* WORK REQUIRED
Update the records starting at the line that contains "the rock wall" and ending at the line that contains "<point>544,454</point>" by replacing "Target" with "Label" and leaving everything else unchanged. Leave the pictures out of your answer.

* SOURCE DATA
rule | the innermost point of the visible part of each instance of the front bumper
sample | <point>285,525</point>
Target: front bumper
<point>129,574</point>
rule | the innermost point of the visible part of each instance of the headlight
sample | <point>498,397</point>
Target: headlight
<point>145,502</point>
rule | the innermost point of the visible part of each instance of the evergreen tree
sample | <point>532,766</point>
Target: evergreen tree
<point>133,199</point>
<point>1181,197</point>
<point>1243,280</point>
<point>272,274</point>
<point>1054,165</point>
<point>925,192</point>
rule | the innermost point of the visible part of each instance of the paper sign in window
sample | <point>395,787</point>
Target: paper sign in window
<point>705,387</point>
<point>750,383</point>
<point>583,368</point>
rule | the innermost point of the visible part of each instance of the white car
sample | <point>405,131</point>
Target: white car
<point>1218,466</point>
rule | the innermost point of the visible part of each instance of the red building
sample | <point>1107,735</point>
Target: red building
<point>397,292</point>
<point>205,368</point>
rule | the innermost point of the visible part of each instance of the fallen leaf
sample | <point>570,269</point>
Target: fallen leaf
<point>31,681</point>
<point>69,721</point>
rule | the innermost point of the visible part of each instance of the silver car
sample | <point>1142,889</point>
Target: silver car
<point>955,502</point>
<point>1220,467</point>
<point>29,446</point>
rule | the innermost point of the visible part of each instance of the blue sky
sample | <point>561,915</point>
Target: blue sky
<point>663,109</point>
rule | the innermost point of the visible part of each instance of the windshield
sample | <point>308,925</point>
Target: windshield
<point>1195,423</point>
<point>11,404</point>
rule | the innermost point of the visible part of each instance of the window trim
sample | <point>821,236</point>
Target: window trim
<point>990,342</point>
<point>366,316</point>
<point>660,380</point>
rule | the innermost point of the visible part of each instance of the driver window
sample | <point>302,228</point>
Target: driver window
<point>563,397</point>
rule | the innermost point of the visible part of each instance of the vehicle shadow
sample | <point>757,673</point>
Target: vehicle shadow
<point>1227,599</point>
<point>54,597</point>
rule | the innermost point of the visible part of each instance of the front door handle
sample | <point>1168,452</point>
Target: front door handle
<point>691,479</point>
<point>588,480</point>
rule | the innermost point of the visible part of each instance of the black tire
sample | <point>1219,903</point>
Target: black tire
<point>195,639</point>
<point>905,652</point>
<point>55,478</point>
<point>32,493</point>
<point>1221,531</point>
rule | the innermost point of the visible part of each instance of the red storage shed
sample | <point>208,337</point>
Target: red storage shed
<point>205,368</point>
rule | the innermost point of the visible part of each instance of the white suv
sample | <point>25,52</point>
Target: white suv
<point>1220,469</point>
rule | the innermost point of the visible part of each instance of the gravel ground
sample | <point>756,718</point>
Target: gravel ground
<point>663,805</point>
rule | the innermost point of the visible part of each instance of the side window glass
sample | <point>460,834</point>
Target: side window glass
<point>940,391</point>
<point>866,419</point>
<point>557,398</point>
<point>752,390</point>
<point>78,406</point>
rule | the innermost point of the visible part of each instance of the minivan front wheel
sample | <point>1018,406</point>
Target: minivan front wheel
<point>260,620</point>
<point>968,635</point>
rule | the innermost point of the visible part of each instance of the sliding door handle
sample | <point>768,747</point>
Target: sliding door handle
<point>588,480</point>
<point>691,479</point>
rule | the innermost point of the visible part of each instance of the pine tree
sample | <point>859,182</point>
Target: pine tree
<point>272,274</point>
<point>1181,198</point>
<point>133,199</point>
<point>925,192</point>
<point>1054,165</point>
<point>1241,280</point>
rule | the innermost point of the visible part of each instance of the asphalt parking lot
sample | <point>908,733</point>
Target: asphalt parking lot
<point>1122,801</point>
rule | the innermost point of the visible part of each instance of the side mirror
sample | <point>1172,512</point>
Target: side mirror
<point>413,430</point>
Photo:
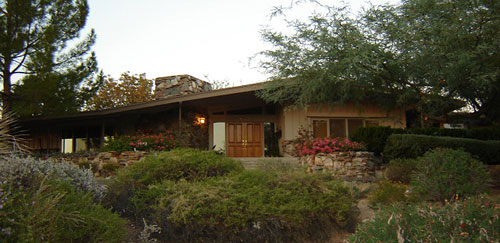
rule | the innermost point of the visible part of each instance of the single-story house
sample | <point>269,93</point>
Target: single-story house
<point>237,121</point>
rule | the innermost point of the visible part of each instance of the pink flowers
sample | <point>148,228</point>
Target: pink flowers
<point>152,142</point>
<point>327,145</point>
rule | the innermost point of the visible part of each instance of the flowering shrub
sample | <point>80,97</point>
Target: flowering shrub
<point>143,141</point>
<point>329,145</point>
<point>306,144</point>
<point>472,220</point>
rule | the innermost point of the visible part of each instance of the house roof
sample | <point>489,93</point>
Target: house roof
<point>151,104</point>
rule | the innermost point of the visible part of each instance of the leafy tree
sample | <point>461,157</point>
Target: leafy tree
<point>433,55</point>
<point>35,39</point>
<point>129,89</point>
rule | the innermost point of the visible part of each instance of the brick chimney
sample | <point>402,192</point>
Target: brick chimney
<point>179,85</point>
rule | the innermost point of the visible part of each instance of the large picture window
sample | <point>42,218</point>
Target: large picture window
<point>339,127</point>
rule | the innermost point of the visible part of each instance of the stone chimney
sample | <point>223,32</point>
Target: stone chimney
<point>179,85</point>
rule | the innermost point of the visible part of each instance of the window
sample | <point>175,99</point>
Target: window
<point>320,128</point>
<point>339,127</point>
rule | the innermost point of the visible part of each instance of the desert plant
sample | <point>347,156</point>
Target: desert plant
<point>387,192</point>
<point>444,174</point>
<point>53,211</point>
<point>252,206</point>
<point>472,220</point>
<point>400,170</point>
<point>412,146</point>
<point>23,171</point>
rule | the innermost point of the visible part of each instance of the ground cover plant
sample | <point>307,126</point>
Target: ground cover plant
<point>471,220</point>
<point>53,202</point>
<point>412,146</point>
<point>444,174</point>
<point>221,202</point>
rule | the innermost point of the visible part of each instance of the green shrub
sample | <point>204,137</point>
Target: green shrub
<point>252,206</point>
<point>400,170</point>
<point>472,220</point>
<point>412,146</point>
<point>443,174</point>
<point>374,138</point>
<point>23,171</point>
<point>119,144</point>
<point>188,164</point>
<point>495,175</point>
<point>53,211</point>
<point>387,193</point>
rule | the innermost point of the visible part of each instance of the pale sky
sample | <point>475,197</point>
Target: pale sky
<point>213,38</point>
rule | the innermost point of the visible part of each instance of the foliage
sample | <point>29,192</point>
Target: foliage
<point>328,145</point>
<point>445,174</point>
<point>186,164</point>
<point>400,170</point>
<point>41,40</point>
<point>178,164</point>
<point>54,211</point>
<point>495,175</point>
<point>143,141</point>
<point>430,55</point>
<point>128,89</point>
<point>412,146</point>
<point>387,193</point>
<point>253,206</point>
<point>374,138</point>
<point>197,195</point>
<point>22,172</point>
<point>306,144</point>
<point>471,220</point>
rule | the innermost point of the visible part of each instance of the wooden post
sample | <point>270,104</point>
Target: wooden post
<point>101,141</point>
<point>180,115</point>
<point>73,141</point>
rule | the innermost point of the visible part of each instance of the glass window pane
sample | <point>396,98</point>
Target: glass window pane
<point>354,124</point>
<point>337,128</point>
<point>371,123</point>
<point>219,136</point>
<point>320,128</point>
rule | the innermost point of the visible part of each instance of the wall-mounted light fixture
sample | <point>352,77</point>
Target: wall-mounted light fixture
<point>201,120</point>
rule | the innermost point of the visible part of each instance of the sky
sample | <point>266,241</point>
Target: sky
<point>209,39</point>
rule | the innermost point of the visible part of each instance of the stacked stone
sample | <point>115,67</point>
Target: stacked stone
<point>350,165</point>
<point>179,85</point>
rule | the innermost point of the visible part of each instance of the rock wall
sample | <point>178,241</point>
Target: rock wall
<point>179,85</point>
<point>348,165</point>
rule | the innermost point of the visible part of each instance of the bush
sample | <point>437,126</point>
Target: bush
<point>387,193</point>
<point>23,171</point>
<point>472,220</point>
<point>443,174</point>
<point>400,170</point>
<point>412,146</point>
<point>374,138</point>
<point>252,206</point>
<point>495,175</point>
<point>186,164</point>
<point>143,141</point>
<point>54,211</point>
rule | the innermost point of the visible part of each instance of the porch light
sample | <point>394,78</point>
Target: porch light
<point>201,120</point>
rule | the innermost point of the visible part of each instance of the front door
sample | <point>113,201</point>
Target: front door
<point>244,139</point>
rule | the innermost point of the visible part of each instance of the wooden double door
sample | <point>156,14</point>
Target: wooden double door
<point>244,139</point>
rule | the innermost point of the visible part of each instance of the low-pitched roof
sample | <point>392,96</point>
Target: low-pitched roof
<point>154,103</point>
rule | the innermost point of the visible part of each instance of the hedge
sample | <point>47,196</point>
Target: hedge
<point>374,138</point>
<point>412,146</point>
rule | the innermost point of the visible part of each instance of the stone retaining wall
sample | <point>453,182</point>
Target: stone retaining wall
<point>348,165</point>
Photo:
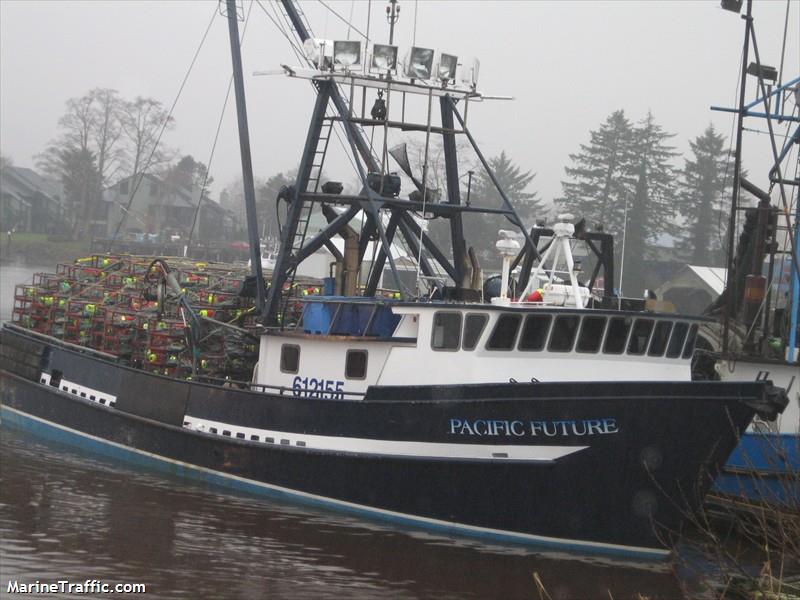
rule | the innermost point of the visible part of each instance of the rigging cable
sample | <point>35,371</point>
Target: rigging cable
<point>350,19</point>
<point>723,184</point>
<point>414,35</point>
<point>214,145</point>
<point>163,129</point>
<point>341,18</point>
<point>783,45</point>
<point>301,57</point>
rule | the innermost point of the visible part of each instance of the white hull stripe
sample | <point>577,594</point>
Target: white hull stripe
<point>80,390</point>
<point>388,514</point>
<point>544,454</point>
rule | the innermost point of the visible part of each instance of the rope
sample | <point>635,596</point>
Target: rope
<point>163,128</point>
<point>414,35</point>
<point>783,45</point>
<point>424,185</point>
<point>345,21</point>
<point>214,145</point>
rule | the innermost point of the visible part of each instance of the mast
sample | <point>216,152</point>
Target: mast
<point>737,166</point>
<point>247,165</point>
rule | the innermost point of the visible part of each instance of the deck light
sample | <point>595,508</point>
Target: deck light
<point>764,72</point>
<point>384,57</point>
<point>419,64</point>
<point>469,75</point>
<point>346,54</point>
<point>319,52</point>
<point>446,70</point>
<point>732,5</point>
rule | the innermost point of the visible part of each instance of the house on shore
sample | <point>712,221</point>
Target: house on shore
<point>30,202</point>
<point>162,211</point>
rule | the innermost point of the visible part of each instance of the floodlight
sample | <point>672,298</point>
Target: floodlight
<point>419,64</point>
<point>469,75</point>
<point>763,71</point>
<point>346,53</point>
<point>319,52</point>
<point>384,57</point>
<point>447,67</point>
<point>732,5</point>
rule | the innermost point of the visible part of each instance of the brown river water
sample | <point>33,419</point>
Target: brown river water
<point>66,514</point>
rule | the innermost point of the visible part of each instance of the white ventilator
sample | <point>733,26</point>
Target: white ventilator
<point>556,293</point>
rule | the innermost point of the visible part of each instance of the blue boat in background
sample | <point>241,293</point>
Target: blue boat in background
<point>756,334</point>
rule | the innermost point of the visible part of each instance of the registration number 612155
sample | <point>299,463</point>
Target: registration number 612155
<point>311,387</point>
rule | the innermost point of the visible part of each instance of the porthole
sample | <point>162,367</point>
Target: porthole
<point>290,358</point>
<point>356,364</point>
<point>505,332</point>
<point>446,333</point>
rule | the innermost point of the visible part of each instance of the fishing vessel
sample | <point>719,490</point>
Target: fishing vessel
<point>532,407</point>
<point>756,335</point>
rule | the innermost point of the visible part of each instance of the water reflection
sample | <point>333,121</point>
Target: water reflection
<point>68,514</point>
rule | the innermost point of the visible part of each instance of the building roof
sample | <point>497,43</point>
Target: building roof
<point>24,183</point>
<point>713,277</point>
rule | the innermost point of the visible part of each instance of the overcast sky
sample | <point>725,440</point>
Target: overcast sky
<point>568,65</point>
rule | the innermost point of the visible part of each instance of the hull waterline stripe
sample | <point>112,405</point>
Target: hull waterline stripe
<point>77,389</point>
<point>538,453</point>
<point>27,421</point>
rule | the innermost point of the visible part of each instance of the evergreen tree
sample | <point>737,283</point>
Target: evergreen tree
<point>600,178</point>
<point>702,201</point>
<point>480,231</point>
<point>651,207</point>
<point>189,174</point>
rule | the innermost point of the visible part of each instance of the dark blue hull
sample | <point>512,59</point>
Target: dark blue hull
<point>593,467</point>
<point>764,468</point>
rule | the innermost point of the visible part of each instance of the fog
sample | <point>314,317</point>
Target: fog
<point>567,64</point>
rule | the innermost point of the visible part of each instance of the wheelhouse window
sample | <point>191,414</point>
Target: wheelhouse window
<point>356,364</point>
<point>505,332</point>
<point>618,328</point>
<point>676,341</point>
<point>689,347</point>
<point>640,336</point>
<point>290,358</point>
<point>534,333</point>
<point>660,337</point>
<point>474,324</point>
<point>564,330</point>
<point>446,331</point>
<point>592,329</point>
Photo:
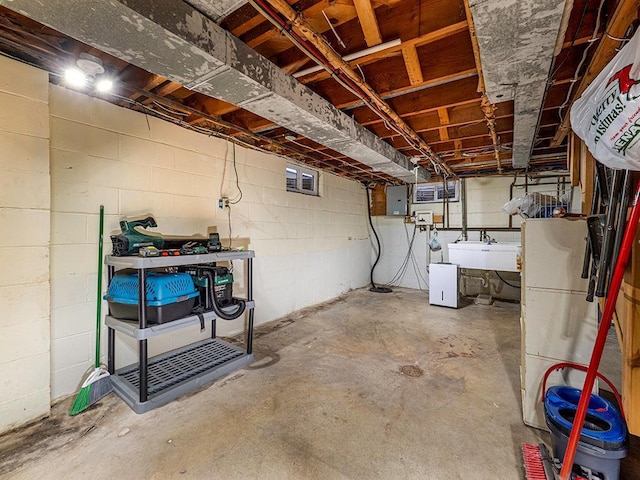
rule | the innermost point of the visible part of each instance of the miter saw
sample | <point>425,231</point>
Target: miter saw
<point>135,236</point>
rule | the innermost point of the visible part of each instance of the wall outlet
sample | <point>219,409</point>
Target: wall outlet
<point>424,218</point>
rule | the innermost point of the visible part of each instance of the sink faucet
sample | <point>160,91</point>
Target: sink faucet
<point>484,237</point>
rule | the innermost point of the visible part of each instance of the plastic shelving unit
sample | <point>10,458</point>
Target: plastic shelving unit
<point>156,381</point>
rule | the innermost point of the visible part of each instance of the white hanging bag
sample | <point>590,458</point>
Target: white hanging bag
<point>607,114</point>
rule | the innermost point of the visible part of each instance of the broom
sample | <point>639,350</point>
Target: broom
<point>98,383</point>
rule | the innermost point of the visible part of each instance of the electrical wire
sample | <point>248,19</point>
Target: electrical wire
<point>235,169</point>
<point>504,281</point>
<point>229,217</point>
<point>373,285</point>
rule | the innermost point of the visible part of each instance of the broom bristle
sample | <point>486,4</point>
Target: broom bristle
<point>90,394</point>
<point>81,402</point>
<point>533,464</point>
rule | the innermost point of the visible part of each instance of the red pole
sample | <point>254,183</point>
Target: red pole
<point>607,315</point>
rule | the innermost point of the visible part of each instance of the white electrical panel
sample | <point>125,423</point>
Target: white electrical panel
<point>443,284</point>
<point>424,218</point>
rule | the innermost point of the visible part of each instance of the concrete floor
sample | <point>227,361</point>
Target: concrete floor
<point>369,386</point>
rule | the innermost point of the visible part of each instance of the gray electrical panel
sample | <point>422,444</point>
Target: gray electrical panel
<point>397,200</point>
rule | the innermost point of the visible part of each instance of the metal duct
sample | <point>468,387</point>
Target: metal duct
<point>171,39</point>
<point>516,40</point>
<point>216,10</point>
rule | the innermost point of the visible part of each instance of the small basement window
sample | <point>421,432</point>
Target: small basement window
<point>302,180</point>
<point>436,192</point>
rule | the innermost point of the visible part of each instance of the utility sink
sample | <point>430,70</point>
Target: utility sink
<point>485,256</point>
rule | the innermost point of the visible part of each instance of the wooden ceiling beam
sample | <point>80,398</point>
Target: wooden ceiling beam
<point>409,89</point>
<point>425,39</point>
<point>368,22</point>
<point>412,63</point>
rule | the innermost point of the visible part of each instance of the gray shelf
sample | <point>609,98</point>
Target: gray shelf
<point>154,382</point>
<point>132,328</point>
<point>156,262</point>
<point>177,372</point>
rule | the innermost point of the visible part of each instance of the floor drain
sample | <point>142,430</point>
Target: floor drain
<point>411,371</point>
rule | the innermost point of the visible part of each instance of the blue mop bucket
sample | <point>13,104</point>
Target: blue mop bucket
<point>603,440</point>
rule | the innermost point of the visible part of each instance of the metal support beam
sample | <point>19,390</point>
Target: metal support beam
<point>171,39</point>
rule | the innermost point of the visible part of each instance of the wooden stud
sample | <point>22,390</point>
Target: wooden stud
<point>412,62</point>
<point>573,159</point>
<point>444,133</point>
<point>425,39</point>
<point>369,22</point>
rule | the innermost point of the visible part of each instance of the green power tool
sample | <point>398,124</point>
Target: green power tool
<point>135,235</point>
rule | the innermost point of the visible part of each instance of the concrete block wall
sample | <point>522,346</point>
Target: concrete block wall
<point>308,249</point>
<point>485,198</point>
<point>24,244</point>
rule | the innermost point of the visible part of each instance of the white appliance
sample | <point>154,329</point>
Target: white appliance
<point>500,256</point>
<point>558,324</point>
<point>443,284</point>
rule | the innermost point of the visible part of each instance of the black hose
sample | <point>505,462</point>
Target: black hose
<point>375,288</point>
<point>239,303</point>
<point>504,281</point>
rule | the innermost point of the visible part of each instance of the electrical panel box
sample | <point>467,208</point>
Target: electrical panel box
<point>424,218</point>
<point>443,284</point>
<point>397,200</point>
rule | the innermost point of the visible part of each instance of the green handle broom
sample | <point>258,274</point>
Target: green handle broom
<point>98,383</point>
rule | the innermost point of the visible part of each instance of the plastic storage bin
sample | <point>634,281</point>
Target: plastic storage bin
<point>170,296</point>
<point>603,442</point>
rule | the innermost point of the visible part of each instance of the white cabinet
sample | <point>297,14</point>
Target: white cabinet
<point>443,284</point>
<point>558,324</point>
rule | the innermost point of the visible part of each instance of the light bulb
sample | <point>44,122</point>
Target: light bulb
<point>75,77</point>
<point>104,85</point>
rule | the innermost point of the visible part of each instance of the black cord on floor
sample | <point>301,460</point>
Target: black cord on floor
<point>504,281</point>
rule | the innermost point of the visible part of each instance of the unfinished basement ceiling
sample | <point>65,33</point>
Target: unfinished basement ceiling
<point>403,81</point>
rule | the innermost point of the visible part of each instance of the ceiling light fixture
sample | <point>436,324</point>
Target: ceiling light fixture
<point>75,77</point>
<point>88,67</point>
<point>104,85</point>
<point>90,64</point>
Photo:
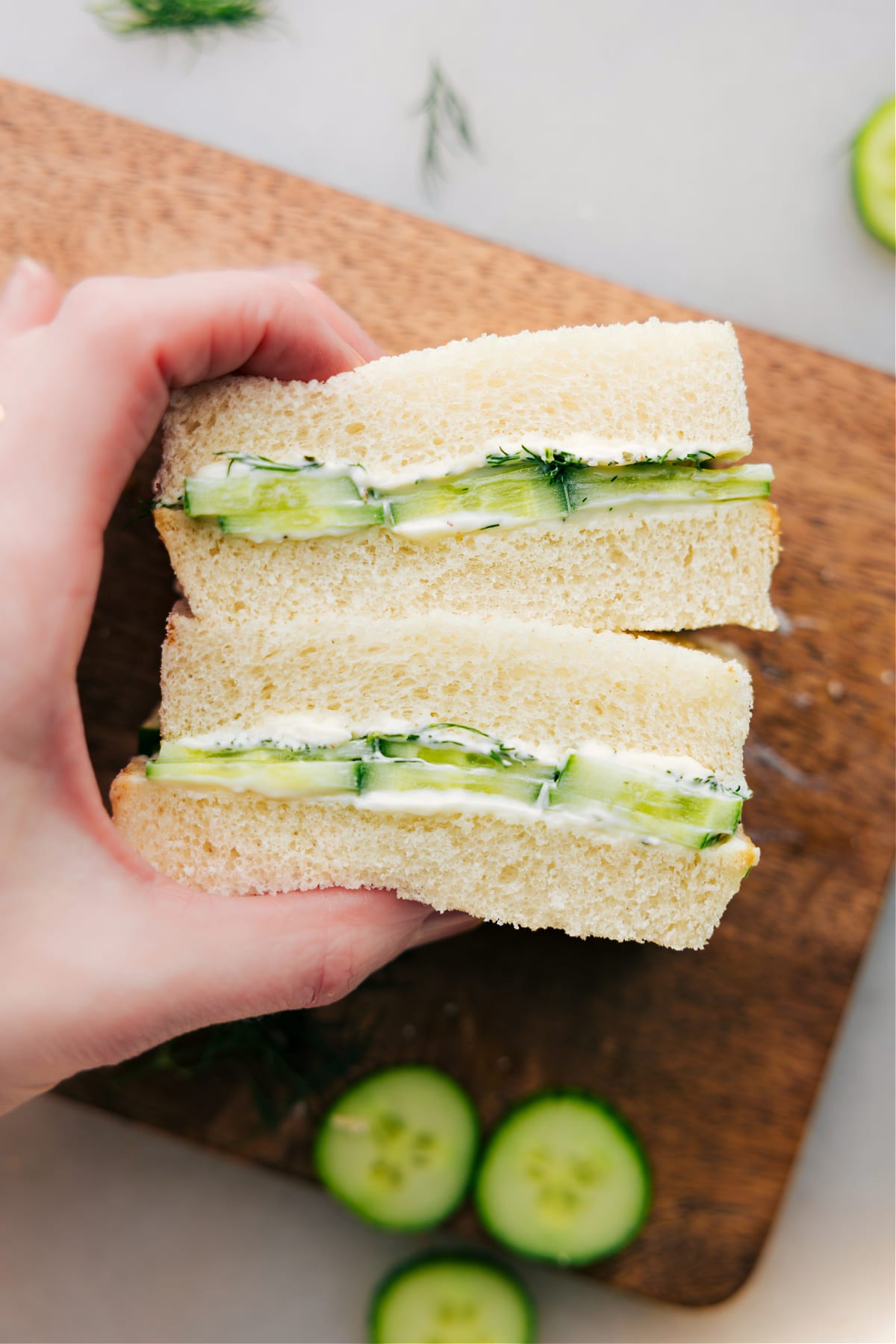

* SOLUTION
rule | the innermost point of the visible part of each instance of the rock wall
sample | <point>178,241</point>
Label: rock wall
<point>179,85</point>
<point>348,165</point>
rule | the innermost point of the visible part of each instance of the bush
sample | <point>437,126</point>
Label: bush
<point>387,193</point>
<point>23,171</point>
<point>472,220</point>
<point>443,174</point>
<point>400,170</point>
<point>412,146</point>
<point>374,138</point>
<point>252,206</point>
<point>495,175</point>
<point>186,164</point>
<point>143,141</point>
<point>54,211</point>
rule | the innermost point of the visible part of each instance of the porch light
sample | <point>394,78</point>
Label: porch light
<point>201,120</point>
rule | the innermost point of the visible part of each instance of the front door
sample | <point>113,201</point>
Label: front door
<point>244,139</point>
rule | the innermost point of the visible part of each instance of the wooden double door
sample | <point>156,14</point>
Label: wooden double door
<point>244,139</point>
rule | the innermost point of the visible part of each instance of the low-pitched roof
sample | <point>392,96</point>
Label: low-pitched roof
<point>154,103</point>
rule | the innermost point of the visible part of each instance of the hedge
sample | <point>47,196</point>
Label: hedge
<point>374,138</point>
<point>412,146</point>
rule | the innermost point of the visible part of each instance of the stone retaining wall
sample | <point>453,182</point>
Label: stone retaining wall
<point>348,165</point>
Photo:
rule | the innermost point of the visible part of each instance of the rigging cable
sample | <point>35,371</point>
Label: rigging cable
<point>350,19</point>
<point>723,184</point>
<point>414,35</point>
<point>214,145</point>
<point>163,129</point>
<point>341,18</point>
<point>783,45</point>
<point>301,57</point>
rule | the innermost point of the visible part of each instance of the white hull stripe
sample | <point>577,594</point>
Label: white hull stripe
<point>80,390</point>
<point>388,514</point>
<point>544,454</point>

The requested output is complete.